### The exercise:
Format the items below as a two-column CSV with the header text,answer and one row per item. Put each item's text and its answer in a single quoted field, replacing any line breaks with spaces.

### Records to use:
— Start —

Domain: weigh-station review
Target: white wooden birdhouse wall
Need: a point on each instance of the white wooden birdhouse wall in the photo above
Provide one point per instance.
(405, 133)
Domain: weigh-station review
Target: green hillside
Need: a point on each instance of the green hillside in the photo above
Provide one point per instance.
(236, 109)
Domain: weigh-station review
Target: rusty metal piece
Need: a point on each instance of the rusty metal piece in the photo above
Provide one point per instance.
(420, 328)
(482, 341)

— End —

### Finished answer:
text,answer
"Domain: weigh-station review Target: white wooden birdhouse wall Need: a point on each instance of the white wooden birdhouse wall in the photo above Provide one point per instance.","(405, 133)"
"Domain: weigh-station review Target: green hillside Need: a point on each instance of the green hillside in the photo above Provide one point per instance.","(236, 109)"
"Domain: weigh-station review Target: rusty metal piece Need: a point on each instance of the rusty metal piece in the photo above Provide one point per instance.","(420, 328) (482, 341)"